### What to produce
Reproduce the listing below verbatim, omitting the pictures.

- - - - -

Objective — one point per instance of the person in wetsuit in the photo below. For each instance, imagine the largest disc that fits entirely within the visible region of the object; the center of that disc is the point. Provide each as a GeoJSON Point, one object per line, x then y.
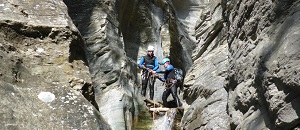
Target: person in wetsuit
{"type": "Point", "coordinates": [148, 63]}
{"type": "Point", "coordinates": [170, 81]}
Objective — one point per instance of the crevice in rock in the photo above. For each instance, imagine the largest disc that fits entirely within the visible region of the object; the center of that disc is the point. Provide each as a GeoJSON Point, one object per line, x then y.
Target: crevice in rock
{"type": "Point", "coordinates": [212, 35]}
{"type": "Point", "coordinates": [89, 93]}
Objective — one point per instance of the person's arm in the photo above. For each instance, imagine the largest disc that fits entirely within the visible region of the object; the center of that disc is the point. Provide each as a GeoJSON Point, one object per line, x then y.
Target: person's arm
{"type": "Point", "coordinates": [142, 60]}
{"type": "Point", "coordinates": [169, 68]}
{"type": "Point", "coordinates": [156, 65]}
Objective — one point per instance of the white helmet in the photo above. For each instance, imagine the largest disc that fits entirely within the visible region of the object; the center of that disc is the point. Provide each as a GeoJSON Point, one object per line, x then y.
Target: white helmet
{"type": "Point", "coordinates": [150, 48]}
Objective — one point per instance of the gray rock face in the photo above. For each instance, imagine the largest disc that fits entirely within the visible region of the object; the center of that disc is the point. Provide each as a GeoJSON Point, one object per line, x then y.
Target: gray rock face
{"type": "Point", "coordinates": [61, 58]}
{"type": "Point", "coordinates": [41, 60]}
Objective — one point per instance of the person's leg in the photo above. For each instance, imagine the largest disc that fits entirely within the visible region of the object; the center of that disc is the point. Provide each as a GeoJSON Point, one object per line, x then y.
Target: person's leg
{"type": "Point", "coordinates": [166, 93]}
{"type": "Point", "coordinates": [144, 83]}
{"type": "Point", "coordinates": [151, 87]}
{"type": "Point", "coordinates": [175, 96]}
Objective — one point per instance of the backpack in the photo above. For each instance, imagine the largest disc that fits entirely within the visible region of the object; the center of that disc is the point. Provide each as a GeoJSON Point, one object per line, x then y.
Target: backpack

- - - - -

### Right answer
Objective — one point per instance of the person in wetsuit in the photo below. For each instance, imagine the largest disc that fits entirely within the visible region of the object; the center of that disc is the point. Provide each as a GeoJSON Point, one object per line, x then y.
Target: person in wetsuit
{"type": "Point", "coordinates": [148, 63]}
{"type": "Point", "coordinates": [170, 81]}
Objective — one point per instance of the crevice in rock in the photo above. For each instance, imagine the largest disc that fits entirely within the visible region of the object; the center of that disc is the point. Provide each as a GeoJSON Point, one object per line, x then y.
Target: crevice in rock
{"type": "Point", "coordinates": [212, 35]}
{"type": "Point", "coordinates": [89, 93]}
Objective — one point per instance of the person's arm in the photo above. For each instance, imagine the largest disc that fits entirely within the visible region of the object; the center of that disc is the point. Provide each as a GeoJSON Point, one object per line, x then y.
Target: person's arm
{"type": "Point", "coordinates": [142, 60]}
{"type": "Point", "coordinates": [169, 68]}
{"type": "Point", "coordinates": [156, 65]}
Objective — one point per instance of the white helmet in the photo above. For each instance, imagine the largest disc that fits entirely within the visible region of the object; the center of that disc is the point. Provide each as a GeoJSON Point, one object per line, x then y.
Target: white helmet
{"type": "Point", "coordinates": [150, 48]}
Objective — one point per instance of the gray rock face in the photo above. For each instance, imagine the largest disc that fits entirely within the visible region of the object; the center of that disc is the point. Provide each as a GeoJSON Point, one object per line, x then y.
Target: gray rock face
{"type": "Point", "coordinates": [61, 58]}
{"type": "Point", "coordinates": [41, 60]}
Objective — one point per instance of the person's leg in the photo above. For each instance, imagine the largest disc that fits entirely within the visible region of the object; the center of that disc is the point. Provide each as a GeoJSON Point, one object per line, x then y.
Target: person's leg
{"type": "Point", "coordinates": [166, 93]}
{"type": "Point", "coordinates": [144, 83]}
{"type": "Point", "coordinates": [151, 87]}
{"type": "Point", "coordinates": [175, 96]}
Objective — one point per instance of the backpack in the photo above. For each instance, imagine the largest disc that fits entirely within the visible region of the object; the center of that disc is the point. Provide each as a GeoJSON Point, one object per line, x then y.
Target: backpack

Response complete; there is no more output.